** Data supplied **
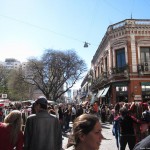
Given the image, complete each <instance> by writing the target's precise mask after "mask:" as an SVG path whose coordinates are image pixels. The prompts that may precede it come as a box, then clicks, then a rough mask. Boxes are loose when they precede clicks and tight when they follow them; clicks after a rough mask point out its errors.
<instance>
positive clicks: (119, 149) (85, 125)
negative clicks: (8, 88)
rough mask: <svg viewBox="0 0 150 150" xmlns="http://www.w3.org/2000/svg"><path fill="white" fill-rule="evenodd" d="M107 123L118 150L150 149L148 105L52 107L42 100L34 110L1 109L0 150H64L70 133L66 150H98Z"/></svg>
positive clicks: (129, 104) (103, 104) (94, 104)
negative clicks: (114, 138)
mask: <svg viewBox="0 0 150 150" xmlns="http://www.w3.org/2000/svg"><path fill="white" fill-rule="evenodd" d="M70 122H72V123H73V127H72V128H70V126H69V123H70ZM105 122H107V123H110V124H112V125H113V128H112V134H113V135H114V138H115V139H116V147H117V148H118V149H119V150H125V148H126V145H127V144H128V145H129V149H130V150H137V149H140V148H141V149H150V141H149V139H150V104H149V103H142V102H140V103H136V102H133V103H123V102H121V103H117V104H115V105H106V104H105V105H104V104H101V105H99V103H98V102H94V104H90V103H86V104H85V105H83V104H63V103H60V104H58V105H49V104H48V102H47V99H46V98H45V97H39V98H38V99H37V100H36V101H35V102H34V103H33V104H32V107H31V106H21V105H19V104H16V105H13V106H10V107H3V108H0V135H2V136H0V150H14V149H15V150H23V149H24V150H61V149H62V134H63V133H66V132H69V133H70V136H69V138H68V144H67V145H66V148H67V150H98V149H99V146H100V143H101V141H102V139H103V135H102V127H101V124H102V123H105Z"/></svg>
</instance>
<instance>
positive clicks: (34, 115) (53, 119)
mask: <svg viewBox="0 0 150 150" xmlns="http://www.w3.org/2000/svg"><path fill="white" fill-rule="evenodd" d="M35 111H36V114H33V115H31V116H29V117H28V118H27V122H26V126H25V133H24V136H25V143H24V150H61V148H62V133H61V127H60V124H59V121H58V119H57V118H56V117H55V116H53V115H50V114H49V113H48V112H47V100H46V98H44V97H39V98H38V99H37V100H36V101H35Z"/></svg>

** Exercise description **
Reproduce the data above line for line, without changing a single character, but omit the pictures.

** Solution to the problem **
Given the image, complete each <instance> by writing the target's precise mask after "mask:" as an SVG path whose coordinates are image pixels. The prompts that may precede it come as a box, then clicks, then a rough mask. Boxes are loose when they precede clicks and tight when they follow them; clicks after a rough mask point out its errors.
<instance>
positive clicks: (119, 149) (85, 125)
negative clicks: (8, 88)
rough mask: <svg viewBox="0 0 150 150" xmlns="http://www.w3.org/2000/svg"><path fill="white" fill-rule="evenodd" d="M107 123L118 150L150 149L148 105L52 107L42 100L34 110L1 109L0 150H64L70 133L66 150H98Z"/></svg>
positive clicks: (129, 104) (103, 104) (94, 104)
negative clicks: (114, 138)
mask: <svg viewBox="0 0 150 150" xmlns="http://www.w3.org/2000/svg"><path fill="white" fill-rule="evenodd" d="M70 122H72V123H73V127H72V128H70V126H69V123H70ZM105 122H107V123H110V124H112V125H113V128H112V134H113V135H114V138H115V139H116V147H117V148H118V149H119V150H125V148H126V145H127V144H128V145H129V149H130V150H137V149H140V148H141V149H150V141H149V139H150V104H149V103H142V102H140V103H136V102H133V103H123V102H121V103H117V104H115V105H106V104H105V105H104V104H101V105H99V103H98V102H94V104H90V103H86V104H85V105H83V104H63V103H60V104H58V105H49V104H48V102H47V99H46V98H45V97H39V98H38V99H37V100H36V101H35V102H34V103H33V104H32V107H31V106H21V105H19V104H16V105H13V106H10V107H3V108H0V135H2V136H0V150H14V149H15V150H23V149H24V150H61V149H62V134H63V133H66V132H69V133H70V136H69V138H68V144H67V145H66V148H67V150H98V149H99V146H100V143H101V141H102V139H103V135H102V127H101V124H102V123H105Z"/></svg>
</instance>
<instance>
positive clicks: (34, 115) (53, 119)
mask: <svg viewBox="0 0 150 150" xmlns="http://www.w3.org/2000/svg"><path fill="white" fill-rule="evenodd" d="M35 111H36V114H33V115H31V116H29V117H28V118H27V122H26V126H25V133H24V136H25V143H24V150H61V148H62V133H61V127H60V124H59V121H58V119H57V118H56V117H55V116H53V115H50V114H49V113H48V112H47V100H46V98H44V97H39V98H38V99H37V100H36V101H35Z"/></svg>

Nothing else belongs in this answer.